Exercise inputs –
§ §
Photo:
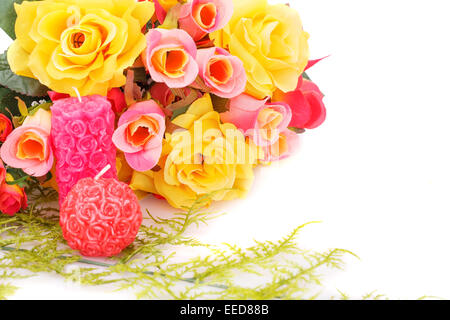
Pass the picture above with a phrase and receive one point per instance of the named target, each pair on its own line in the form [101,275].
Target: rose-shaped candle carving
[258,119]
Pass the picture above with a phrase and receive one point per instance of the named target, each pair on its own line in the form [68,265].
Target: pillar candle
[82,140]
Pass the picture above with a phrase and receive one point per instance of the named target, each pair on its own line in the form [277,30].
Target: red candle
[100,217]
[82,130]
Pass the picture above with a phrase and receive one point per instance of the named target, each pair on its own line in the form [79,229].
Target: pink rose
[162,93]
[87,144]
[12,198]
[222,72]
[140,133]
[115,97]
[28,147]
[287,143]
[76,128]
[170,57]
[306,103]
[5,127]
[200,17]
[258,119]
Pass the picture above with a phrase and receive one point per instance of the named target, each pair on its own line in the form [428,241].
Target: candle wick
[78,94]
[101,173]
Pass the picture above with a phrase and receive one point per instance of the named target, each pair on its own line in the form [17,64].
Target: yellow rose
[207,158]
[84,44]
[270,40]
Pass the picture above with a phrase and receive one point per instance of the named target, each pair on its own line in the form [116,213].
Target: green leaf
[19,84]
§ §
Your task –
Can you copy every line of the records above word for word, leaving out the pictures?

Correct result –
Photo:
Pass the picture above with a phrase and receive one point per instance of the named target, each pair on its own line in the form [101,275].
Target: rose-shaped candle carving
[258,119]
Pass the picture above with a phrase and receive one point per instance of the named target, each pair on its own line in the form [68,265].
Target: pillar candle
[82,140]
Pass the picture above with a phrase and receive one point per instance of the named target, each pair on its own line in the form [277,30].
Target: red candle
[100,217]
[82,130]
Pass the picture above with a phrase and receive one point per instance of the named target, each pair on its own line in the form [79,229].
Target: pink rose
[162,93]
[87,144]
[12,198]
[222,72]
[140,133]
[115,97]
[28,147]
[287,143]
[76,128]
[170,57]
[306,103]
[5,127]
[200,17]
[258,119]
Pass the picture above with a phrase and receive one point per instance of the named target, each pair on its own line in the form [428,241].
Target: candle wick
[78,94]
[101,173]
Pass the picture above with a phrase and receive one point per instance of the named target, each pair on its own line in the form [17,64].
Target: yellow rose
[207,158]
[84,44]
[270,40]
Pass the picture above with a phrase and receive one point per instance of the named target, each pair on its own line in the form [116,213].
Target: green leaf
[19,84]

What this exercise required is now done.